Excerpt to read:
ESMA wants views on 'empty voting'

Proxy votingDamned if you do. Damned if you don't. Voting the shares you own – or don't own – is fraught with issues. Let's look for a minute at the "old" way most companies in Europe ran their voting. If you hold the shares, you vote. It's straightforward, unambiguous, and it stinks. It was designed for old capital, before capital had markets. It was clear cut, but it assumed you rarely if ever traded shares. It suited the families who set up the companies and the financiers who provided early and long-term capital. But it made it difficult for any "modern" institutional investor to exercise voting rights, and thus entrenched the rights of certain shareholders at the cost of all the others. As capital markets developed, pressure on European Union practices led to the adoption of something like the US and UK practice of record dates. Holders of shares on a certain date – often about two weeks before the shareholders meeting – are entitled to vote. That way, active traders can draw a line under things and vote. As they buy one day, sell the next, then buy again, it didn't matter too much that some might be voting when they didn't actually own the shares and others who did might not be able to. A compromise, and not too messy. But then comes high frequency trading, stock lending, leverage short positions, and presto: you've got the problem often called "empty voting": large-scale investments where the economic interest runs counter to the shareholding.

Direction 1: Please reproduce the rows starting at the one that contains "Detection label needed. Target: woven" and ending at the one that contains "[0,198,800,532]", including both of those rows and nothing else.

(Bounding box annotation rows)
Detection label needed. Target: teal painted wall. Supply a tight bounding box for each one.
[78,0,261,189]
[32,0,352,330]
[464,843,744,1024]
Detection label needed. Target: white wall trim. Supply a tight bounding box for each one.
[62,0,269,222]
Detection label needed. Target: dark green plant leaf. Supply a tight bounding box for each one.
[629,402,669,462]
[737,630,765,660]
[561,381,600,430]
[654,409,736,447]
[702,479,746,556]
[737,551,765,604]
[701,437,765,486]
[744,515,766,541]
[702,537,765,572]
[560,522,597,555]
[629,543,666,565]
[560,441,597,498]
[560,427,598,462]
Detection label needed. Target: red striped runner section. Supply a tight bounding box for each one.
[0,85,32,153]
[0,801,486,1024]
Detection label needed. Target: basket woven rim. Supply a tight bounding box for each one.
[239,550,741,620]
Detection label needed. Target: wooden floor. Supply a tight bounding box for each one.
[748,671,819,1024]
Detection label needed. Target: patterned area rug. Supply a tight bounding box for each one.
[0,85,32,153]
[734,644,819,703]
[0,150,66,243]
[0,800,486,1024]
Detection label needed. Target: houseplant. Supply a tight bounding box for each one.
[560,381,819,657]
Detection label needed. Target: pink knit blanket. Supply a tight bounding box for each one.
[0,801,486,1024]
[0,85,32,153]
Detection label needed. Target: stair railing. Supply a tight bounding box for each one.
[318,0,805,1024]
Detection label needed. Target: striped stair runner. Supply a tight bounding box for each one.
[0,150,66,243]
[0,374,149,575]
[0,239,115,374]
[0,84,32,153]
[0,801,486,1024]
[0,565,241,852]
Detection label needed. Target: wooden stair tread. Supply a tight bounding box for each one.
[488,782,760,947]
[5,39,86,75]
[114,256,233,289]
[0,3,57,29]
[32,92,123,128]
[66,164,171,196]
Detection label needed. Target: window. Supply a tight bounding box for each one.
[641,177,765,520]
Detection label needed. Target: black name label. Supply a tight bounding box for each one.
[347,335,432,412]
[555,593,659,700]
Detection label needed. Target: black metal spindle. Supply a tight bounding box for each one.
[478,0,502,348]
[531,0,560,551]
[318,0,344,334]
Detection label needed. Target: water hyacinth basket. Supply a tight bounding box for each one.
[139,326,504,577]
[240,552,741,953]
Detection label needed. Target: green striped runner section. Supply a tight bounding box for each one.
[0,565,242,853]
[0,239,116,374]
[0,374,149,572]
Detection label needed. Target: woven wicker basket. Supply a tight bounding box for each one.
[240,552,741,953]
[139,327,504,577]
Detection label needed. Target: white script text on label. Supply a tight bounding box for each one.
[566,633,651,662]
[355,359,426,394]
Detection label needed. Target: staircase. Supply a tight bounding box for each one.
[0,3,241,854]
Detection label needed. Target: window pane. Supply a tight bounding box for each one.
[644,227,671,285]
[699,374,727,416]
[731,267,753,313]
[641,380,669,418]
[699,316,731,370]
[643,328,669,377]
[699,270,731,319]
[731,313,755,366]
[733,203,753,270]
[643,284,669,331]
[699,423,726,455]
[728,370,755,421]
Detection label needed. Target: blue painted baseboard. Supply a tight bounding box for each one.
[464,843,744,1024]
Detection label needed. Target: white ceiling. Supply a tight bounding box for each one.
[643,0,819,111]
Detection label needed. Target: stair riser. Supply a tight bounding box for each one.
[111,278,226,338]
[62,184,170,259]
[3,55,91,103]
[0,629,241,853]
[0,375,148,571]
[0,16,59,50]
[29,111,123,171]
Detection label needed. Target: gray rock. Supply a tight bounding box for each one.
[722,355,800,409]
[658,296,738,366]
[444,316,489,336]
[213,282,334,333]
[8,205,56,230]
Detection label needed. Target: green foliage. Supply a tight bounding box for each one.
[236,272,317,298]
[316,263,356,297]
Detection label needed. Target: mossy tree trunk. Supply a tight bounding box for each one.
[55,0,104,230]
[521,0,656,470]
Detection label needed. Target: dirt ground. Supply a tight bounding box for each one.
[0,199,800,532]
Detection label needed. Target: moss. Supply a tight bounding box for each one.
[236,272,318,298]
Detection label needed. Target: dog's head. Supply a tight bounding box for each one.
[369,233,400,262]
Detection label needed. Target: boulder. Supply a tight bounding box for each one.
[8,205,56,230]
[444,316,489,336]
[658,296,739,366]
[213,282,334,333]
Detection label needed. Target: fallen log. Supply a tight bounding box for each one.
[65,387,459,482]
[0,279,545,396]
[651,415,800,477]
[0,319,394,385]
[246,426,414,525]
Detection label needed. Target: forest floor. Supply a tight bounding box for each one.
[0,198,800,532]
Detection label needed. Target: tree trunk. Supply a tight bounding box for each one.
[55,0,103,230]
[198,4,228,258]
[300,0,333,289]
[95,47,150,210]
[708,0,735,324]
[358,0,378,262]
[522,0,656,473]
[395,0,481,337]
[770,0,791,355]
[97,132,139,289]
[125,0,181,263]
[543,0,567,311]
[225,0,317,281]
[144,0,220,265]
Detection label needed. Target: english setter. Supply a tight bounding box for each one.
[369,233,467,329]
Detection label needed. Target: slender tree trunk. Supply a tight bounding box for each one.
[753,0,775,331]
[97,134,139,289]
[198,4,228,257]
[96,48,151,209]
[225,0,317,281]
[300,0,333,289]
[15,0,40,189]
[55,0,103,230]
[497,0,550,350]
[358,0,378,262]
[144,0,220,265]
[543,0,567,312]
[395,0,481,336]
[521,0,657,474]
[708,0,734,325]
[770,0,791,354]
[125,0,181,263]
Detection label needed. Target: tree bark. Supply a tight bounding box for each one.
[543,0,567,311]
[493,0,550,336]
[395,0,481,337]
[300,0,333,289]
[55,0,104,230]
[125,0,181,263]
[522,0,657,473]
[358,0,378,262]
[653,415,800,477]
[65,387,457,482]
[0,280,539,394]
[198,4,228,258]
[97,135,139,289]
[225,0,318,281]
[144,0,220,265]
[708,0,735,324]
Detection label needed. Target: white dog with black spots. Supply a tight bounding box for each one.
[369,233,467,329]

Direction 2: Pick up the article on empty voting from its last sentence and keep writing it.

Written answer 1:
Detection label needed. Target: woven wicker basket. Supply a tight bounding box for each one.
[240,552,741,953]
[139,327,504,577]
Detection label needed. Target: white script text on label. Supply a tight bounding box for each one.
[566,633,651,662]
[355,359,426,394]
Detection label needed. Target: staircase. Supply a tight bounding box for each one.
[0,3,241,854]
Detection label needed. Target: window pane. Supply a tight bounding box for each one.
[644,227,671,285]
[699,374,727,416]
[731,267,753,313]
[641,380,669,418]
[699,316,731,370]
[643,328,669,377]
[699,270,731,319]
[731,313,755,366]
[733,203,753,270]
[643,284,669,331]
[699,423,726,455]
[728,370,755,421]
Detection label needed. Target: blue painted baseboard. Supply a tight bounding box for each one.
[464,843,744,1024]
Detection label needed. Target: white ceiling. Supply a tight bounding box for each one.
[643,0,819,111]
Detection label needed. Target: stair riser. Supply a tight bounding box for each one.
[111,278,226,338]
[62,184,170,259]
[3,55,91,103]
[0,629,241,853]
[0,375,148,571]
[0,16,59,50]
[29,111,123,171]
Detection label needed. Target: gray rock. Supply a tight bounding box for each one.
[722,355,800,409]
[658,296,738,366]
[444,316,489,336]
[213,282,334,333]
[8,205,56,230]
Detection label needed. Target: green foliage. Supply a tight bounding box for each one.
[236,272,317,298]
[316,263,356,297]
Detection label needed. Target: mossy tree trunk. Supply a tight bounding box for each one.
[55,0,104,230]
[521,0,656,470]
Detection label needed. Target: dirt ground. Supply a tight bounding box for each one.
[0,199,800,532]
Detection label needed. Target: moss. Supply a tight bounding box for each one.
[236,272,318,298]
Detection label needed. Target: dog's head. Supply a tight bounding box for each one.
[369,233,400,262]
Detection label needed. Target: boulder. Supply a tight bounding box for each one.
[8,205,56,230]
[444,316,489,336]
[658,296,739,366]
[213,282,334,333]
Detection label needed. Target: fallen log. Supply a tight bounding box for each one.
[65,387,459,482]
[0,279,545,396]
[651,415,800,477]
[0,319,394,385]
[246,426,414,525]
Detection label needed. Target: forest floor. Supply a tight bounding box for each one.
[0,198,800,532]

Written answer 2:
The European Securities and Markets Authority wants to take another look at the issues and possible regulatory action to find ways to reduce some of the more perverse effects. "Discussion on empty voting is often connected to discussion on hidden ownership," it says. "Whereas empty voting relates to situations where shareholders have voting power without corresponding economic interest, hidden ownership relates to situations where investors have long economic exposure to a company without having corresponding voting power." Empty voting and hidden ownership are often each other's mirror image. It has issued a call for evidence, a consultation, that is, without a consultation paper, as a way of generating ideas about what, if anything, it might propose.

Source document: The ESMA call for evidence is an eight-page pdf file. Comments, please, by November 25.